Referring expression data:
-=-=-
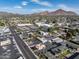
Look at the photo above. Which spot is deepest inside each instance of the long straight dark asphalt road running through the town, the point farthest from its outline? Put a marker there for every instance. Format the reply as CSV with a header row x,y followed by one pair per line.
x,y
27,53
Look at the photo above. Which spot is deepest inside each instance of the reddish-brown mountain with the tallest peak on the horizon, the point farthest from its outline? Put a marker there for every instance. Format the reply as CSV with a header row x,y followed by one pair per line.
x,y
58,12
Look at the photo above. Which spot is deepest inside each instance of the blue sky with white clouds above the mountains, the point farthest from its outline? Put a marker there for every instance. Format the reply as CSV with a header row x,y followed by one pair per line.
x,y
36,6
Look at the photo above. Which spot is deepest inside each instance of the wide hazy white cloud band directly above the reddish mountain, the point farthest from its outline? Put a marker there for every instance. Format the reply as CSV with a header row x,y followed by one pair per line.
x,y
59,6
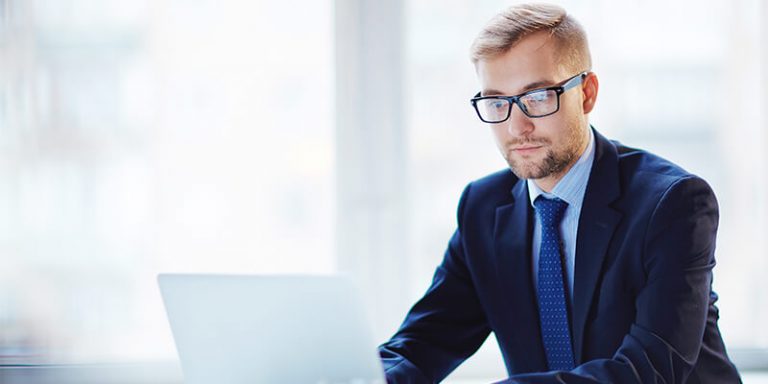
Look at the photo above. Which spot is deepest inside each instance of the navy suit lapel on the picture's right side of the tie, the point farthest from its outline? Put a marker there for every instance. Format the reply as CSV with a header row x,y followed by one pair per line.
x,y
597,223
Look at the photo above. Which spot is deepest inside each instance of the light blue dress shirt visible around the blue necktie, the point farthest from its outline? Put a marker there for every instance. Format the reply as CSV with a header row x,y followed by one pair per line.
x,y
570,189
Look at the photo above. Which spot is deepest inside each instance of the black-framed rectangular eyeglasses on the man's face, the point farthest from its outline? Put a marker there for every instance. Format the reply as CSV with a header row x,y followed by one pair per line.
x,y
535,103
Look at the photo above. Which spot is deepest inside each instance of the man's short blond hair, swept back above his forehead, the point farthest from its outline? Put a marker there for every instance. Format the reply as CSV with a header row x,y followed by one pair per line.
x,y
515,23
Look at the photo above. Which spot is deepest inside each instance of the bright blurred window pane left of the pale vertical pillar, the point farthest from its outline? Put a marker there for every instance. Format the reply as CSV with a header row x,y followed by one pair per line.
x,y
151,136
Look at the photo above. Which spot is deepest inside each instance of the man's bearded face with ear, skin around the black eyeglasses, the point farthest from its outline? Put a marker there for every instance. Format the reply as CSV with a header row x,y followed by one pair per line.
x,y
543,148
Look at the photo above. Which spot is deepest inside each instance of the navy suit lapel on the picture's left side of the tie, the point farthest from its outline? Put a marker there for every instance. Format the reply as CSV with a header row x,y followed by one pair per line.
x,y
512,237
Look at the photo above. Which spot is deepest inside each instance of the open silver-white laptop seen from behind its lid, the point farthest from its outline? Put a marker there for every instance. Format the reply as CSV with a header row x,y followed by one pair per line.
x,y
270,329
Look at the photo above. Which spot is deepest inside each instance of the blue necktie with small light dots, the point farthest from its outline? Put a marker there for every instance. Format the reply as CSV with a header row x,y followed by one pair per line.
x,y
553,312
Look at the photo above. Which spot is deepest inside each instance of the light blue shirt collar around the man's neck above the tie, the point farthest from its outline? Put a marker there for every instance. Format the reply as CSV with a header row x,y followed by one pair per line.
x,y
572,186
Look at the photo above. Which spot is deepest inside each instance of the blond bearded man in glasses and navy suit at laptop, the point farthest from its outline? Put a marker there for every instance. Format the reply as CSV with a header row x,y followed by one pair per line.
x,y
591,262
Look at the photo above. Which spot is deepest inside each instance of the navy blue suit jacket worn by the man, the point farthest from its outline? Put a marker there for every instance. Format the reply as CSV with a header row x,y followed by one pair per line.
x,y
642,310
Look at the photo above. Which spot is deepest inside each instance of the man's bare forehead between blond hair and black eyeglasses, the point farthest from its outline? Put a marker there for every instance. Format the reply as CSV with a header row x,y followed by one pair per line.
x,y
531,63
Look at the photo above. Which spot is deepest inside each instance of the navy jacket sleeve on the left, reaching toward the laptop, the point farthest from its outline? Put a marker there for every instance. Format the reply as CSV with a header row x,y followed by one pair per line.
x,y
443,328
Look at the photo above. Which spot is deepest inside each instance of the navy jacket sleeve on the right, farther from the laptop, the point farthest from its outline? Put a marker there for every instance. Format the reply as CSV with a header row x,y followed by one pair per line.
x,y
663,344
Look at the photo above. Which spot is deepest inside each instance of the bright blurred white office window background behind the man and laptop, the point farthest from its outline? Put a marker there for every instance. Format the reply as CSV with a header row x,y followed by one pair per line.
x,y
306,136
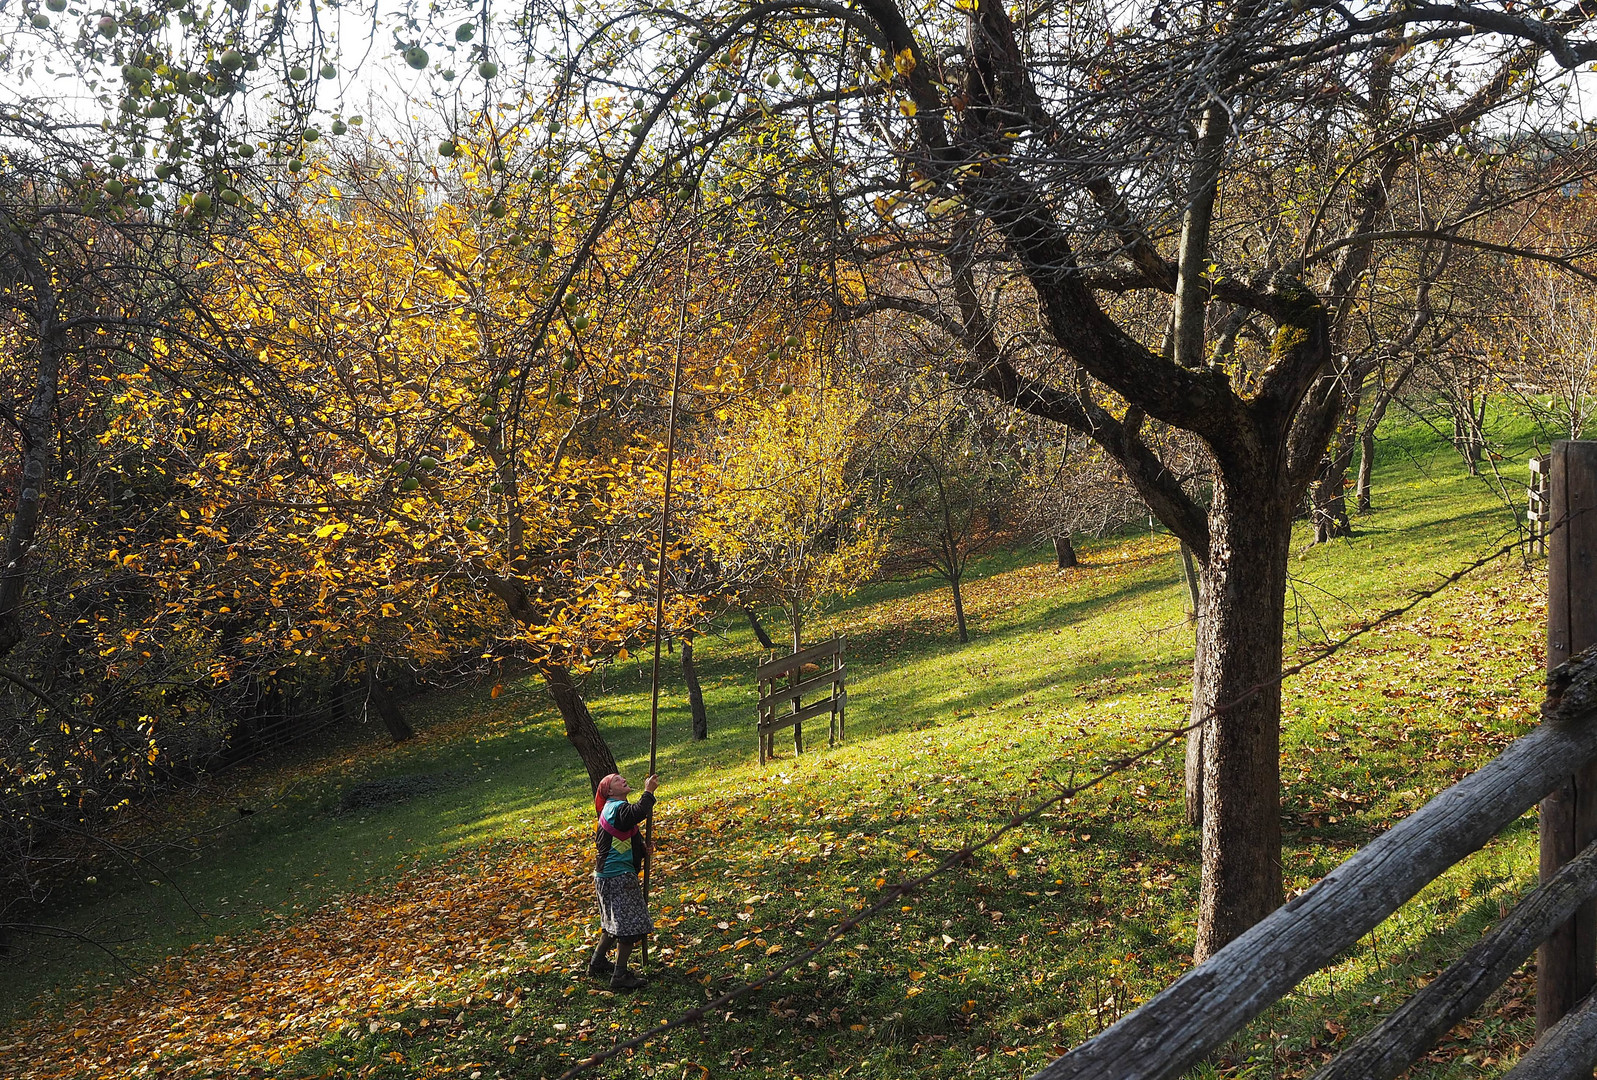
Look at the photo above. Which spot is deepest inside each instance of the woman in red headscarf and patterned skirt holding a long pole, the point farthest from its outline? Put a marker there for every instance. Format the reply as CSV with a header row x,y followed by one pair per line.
x,y
624,915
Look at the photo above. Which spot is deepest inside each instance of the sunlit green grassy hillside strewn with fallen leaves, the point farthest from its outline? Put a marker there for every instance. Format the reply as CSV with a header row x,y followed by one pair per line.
x,y
445,934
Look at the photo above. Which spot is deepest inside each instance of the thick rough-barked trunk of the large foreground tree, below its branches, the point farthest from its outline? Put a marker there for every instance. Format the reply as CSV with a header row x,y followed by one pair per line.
x,y
1238,689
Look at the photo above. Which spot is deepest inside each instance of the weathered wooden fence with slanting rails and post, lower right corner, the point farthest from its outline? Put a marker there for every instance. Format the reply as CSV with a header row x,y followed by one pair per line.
x,y
1555,764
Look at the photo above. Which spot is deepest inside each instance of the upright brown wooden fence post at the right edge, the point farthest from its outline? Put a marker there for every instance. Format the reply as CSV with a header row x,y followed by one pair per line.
x,y
1567,964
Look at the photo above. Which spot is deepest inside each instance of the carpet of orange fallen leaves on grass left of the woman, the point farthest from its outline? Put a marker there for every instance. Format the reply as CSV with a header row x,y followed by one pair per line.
x,y
263,998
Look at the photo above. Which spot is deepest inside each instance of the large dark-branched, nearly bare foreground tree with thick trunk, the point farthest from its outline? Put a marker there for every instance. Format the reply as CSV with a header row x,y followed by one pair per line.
x,y
1079,167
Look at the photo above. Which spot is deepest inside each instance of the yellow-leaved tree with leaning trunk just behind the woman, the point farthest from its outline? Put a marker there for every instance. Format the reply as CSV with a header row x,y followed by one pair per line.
x,y
445,477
-=-=-
— Your objective —
Return each record exactly as given, excluding any image.

— Result of this exercise —
Look at the photo above. Which spot is deepest inside each instance of the long straight dark asphalt road running through the town, the point farthest from its outline? Put a marker there for every instance. Format the reply as CSV with a header row x,y followed by one pair per line.
x,y
27,53
Look at the photo above. Which spot is deepest inside each instance of the reddish-brown mountain with the tallest peak on the horizon, the point farthest from its outline? Put a marker there for every instance. Format the reply as CSV with a header row x,y followed by one pair per line.
x,y
58,12
Look at the photo above. Which spot is deepest inside each instance of the blue sky with white clouds above the mountains, the point farthest from its outline? Put a marker there for every instance. Format the reply as CSV with a header row x,y followed by one pair per line.
x,y
36,6
Look at the photo above. Which spot is deepest inside each instance of the wide hazy white cloud band directly above the reddish mountain, the point farthest from its outline? Put a marker there for every instance. Format the reply as CSV with a header row x,y followed by one pair per line.
x,y
59,6
Look at the photo above. Which spot is deepest inside each instance of the navy suit lapel on the picture's right side of the tie, the point farthest from its outline? Put a marker there for every instance. Format the reply as CSV with a header row x,y followed by one pair per line.
x,y
597,223
Look at the photo above. Which spot is deepest inside each instance of the light blue dress shirt visible around the blue necktie, the point farthest from its outline? Put a marker there for every instance. Format the reply as CSV with a header row x,y followed by one pair per line.
x,y
570,189
Look at the photo above. Which spot is deepest inside each instance of the black-framed rectangular eyeglasses on the man's face, the point farthest from its outline? Put a marker there for every instance. Format the reply as CSV with a header row x,y followed by one pair per line.
x,y
535,103
Look at the photo above. Which spot is deepest inside each instance of the man's short blond hair, swept back above his forehead, the point farthest from its outline? Put a marker there for every instance. Format the reply as CSV with a header row x,y followed by one pair per line.
x,y
515,23
Look at the photo above. Which spot is deepest inside each instance of the bright blurred window pane left of the pale vertical pillar, the point farthest from its outline? Put a marker there for every instance. Format the reply as CSV with a header row x,y followed by one pair per line.
x,y
151,136
Look at the photo above. Which spot is deepest inside each instance of the man's bearded face with ear, skin around the black eyeglasses, the point farthest from its outline? Put a marker there for every instance. Format the reply as CSV with a header row x,y followed by one pair per line.
x,y
543,148
Look at the photo above. Which spot is deepest inside each instance of the navy suit lapel on the picture's left side of the tie, the point farthest from its outline? Put a marker there for every instance. Format the reply as CSV with a header row x,y followed by one pair per line.
x,y
512,237
Look at the photo above. Which spot is deepest inside each instance of the open silver-white laptop seen from behind its lid, the point farthest from its outline? Put a marker there for every instance. Format the reply as CSV with a header row x,y followed by one pair per line.
x,y
270,329
Look at the photo above. Which spot is deepest inside each instance of the blue necktie with small light dots, the point farthest from its outline? Put a marker there for every instance. Format the reply as CSV with a header row x,y followed by one pair per line.
x,y
553,312
Look at the photo above. Which spot is deepest inside each instance of the light blue shirt collar around the man's neck above the tie, the point farthest from its outline? Put a marker there for every instance. Format the reply as CSV with a header row x,y followed by one pair per line.
x,y
572,186
Look at the photo above. Which spot is deepest inside each instance of the blond bearded man in glasses and navy suit at laptop, the point farthest from its outline? Put a marker there for every instance. Format the reply as CSV with a header row x,y followed by one pair per line.
x,y
591,262
Look at the photo above. Which spot is deepest inside each instance of the navy blue suit jacket worn by the man, the point farthest from its outline? Put a marker there for every instance. Format the reply as CSV with a header row x,y followed by one pair per line.
x,y
642,310
Look at the photo above. Which spot is deepest inside each instance of the man's bare forehead between blond hair and black eyeglasses, the point farthest from its outline? Put a marker there for every instance. Format the reply as CSV with a header row x,y followed by one pair per line.
x,y
531,63
Look at the photo above. Which spot is deepest inside each instance of the navy jacket sleeve on the left, reaching toward the laptop, the point farthest from its outline? Put a marker there for every instance. Format the reply as CSV with a header row x,y followed by one pair per line.
x,y
443,328
Look at the photo above. Which spot is deepest inside each instance of the navy jacket sleeve on the right, farther from the laptop, the point farthest from its outline? Put a marker there for every instance. Format the reply as CSV with a header row x,y followed by one pair per line.
x,y
663,344
Look at the photo above. Which spot is deepest inside each instance of the bright blurred white office window background behind the man and laptop, the point farthest from its outline? Put a marker there for every instance. Format the reply as CSV with a header row x,y followed by one pair per line.
x,y
306,136
Look at the photo above. Which spot is deepest inside each instance of the woman in red headscarf and patterned skirt holding a long pole, the point farthest from its outline? Put a marker there for every instance. Format the reply as CSV with a header row x,y followed by one pair per line.
x,y
624,915
Look at the photo above. Which spot is deepest inside each instance of the sunlit green grassy hillside strewn with fallen leaves, the point farthest from its outline? Put a marker there for every instance. Format the reply as CSV with a header row x,y followed by one pair per line.
x,y
445,934
Look at the photo above. Which spot is deepest inside each instance of the thick rough-barked trunk of the large foreground tree, below its branches, the point farthest from its outline? Put a marker there for every instance. Format the reply as CSV with a header row x,y followed by one pair per line.
x,y
1238,689
Look at the photo above. Which spot is deepest inside each instance of the weathered wooden fence with slanting rails and post, lower right corner, the point farthest from its outline? Put a marker there for every instance. Format the reply as CSV with a header row x,y followed by one pair per line.
x,y
1555,764
Look at the photo above. Which spot is deepest inside each instance of the upright brown wooden fence post at the right edge, the point farthest from its outline? Put a marker there for every instance. Format the reply as CSV with a header row x,y followed by one pair per line.
x,y
1567,964
Look at the photo above. Which spot is deepest inside each instance of the carpet of orange fallen leaves on grass left of the woman, the point farthest from its outline? Put a marker there for every instance. Format the reply as CSV with a header row x,y followed by one pair per line.
x,y
263,998
Look at the photo above. Which spot is deepest inside each instance of the large dark-branched, nearly bare foreground tree with thick trunk, the point farthest from its outline? Put a marker there for every instance. Format the reply as CSV with a header row x,y followed by one pair per line.
x,y
1079,167
Look at the photo above. Which spot is deepest inside each instance of the yellow-leaved tree with leaning trunk just behind the woman, the point farthest from its outline? Put a marker there for every instance. Format the reply as CSV with a header row x,y followed by one pair per line.
x,y
445,477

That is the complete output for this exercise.